Page excerpt —
--- begin ---

In the following script, we evaluate our model metro_3dpw_state_dict.bin on 3DPW test set. Check docs/DOWNLOAD.md for more details about downloading the model file.

python -m torch.distributed.launch --nproc_per_node=8 \
          metro/tools/run_metro_bodymesh.py \
          --val_yaml 3dpw/test.yaml \
          --arch hrnet-w64 \
          --num_workers 4 \
          --per_gpu_eval_batch_size 30 \
          --num_hidden_layers 4 \
          --num_attention_heads 4 \
          --input_feat_dim 2051,512,128 \
          --hidden_feat_dim 1024,256,128 \
          --run_eval_only \
          --resume_checkpoint ./models/metro_release/metro_3dpw_state_dict.bin 

After evaluation, it should reproduce the results below

...
...
...
METRO INFO: Update config parameter num_hidden_layers: 12 -> 4
METRO INFO: Update config parameter hidden_size: 768 -> 1024
METRO INFO: Update config parameter num_attention_heads: 12 -> 4
METRO INFO: Init model from scratch.
METRO INFO: Update config parameter num_hidden_layers: 12 -> 4
METRO INFO: Update config parameter hidden_size: 768 -> 256
METRO INFO: Update config parameter num_attention_heads: 12 -> 4
METRO INFO: Init model from scratch.
METRO INFO: Update config parameter num_hidden_layers: 12 -> 4
METRO INFO: Update config parameter hidden_size: 768 -> 128
METRO INFO: Update config parameter num_attention_heads: 12 -> 4
METRO INFO: Init model from scratch.
METRO INFO: => loading hrnet-v2-w64 model
METRO INFO: Transformers total parameters: 102256646
METRO INFO: Backbone total parameters: 128059944
METRO INFO: Loading state dict from checkpoint metro_release/metro_3dpw_state_dict.bin
...
...
...
INFO:METRO:Validation epoch: 0  mPVE:  88.28, mPJPE:  77.10, PAmPJPE:  47.90
The experiment completed successfully. Finalizing run...

--- end ---

Material —
--- begin ---

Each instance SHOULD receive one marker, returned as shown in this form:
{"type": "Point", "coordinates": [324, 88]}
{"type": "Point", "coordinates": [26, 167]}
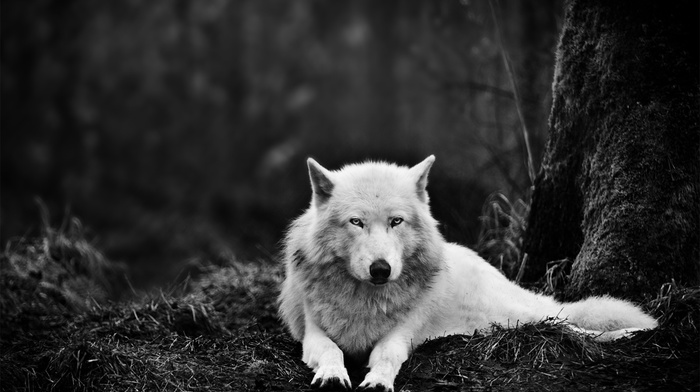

--- end ---

Written problem 1 — In the page excerpt, which file should you check for more details about downloading the model file?
Written problem 2 — Rewrite the page excerpt starting at "In the following" and ending at "the model file.", replacing "more details" with "further information".

Full answer 1 — docs/DOWNLOAD.md

Full answer 2 —
In the following script, we evaluate our model metro_3dpw_state_dict.bin on 3DPW test set. Check docs/DOWNLOAD.md for further information about downloading the model file.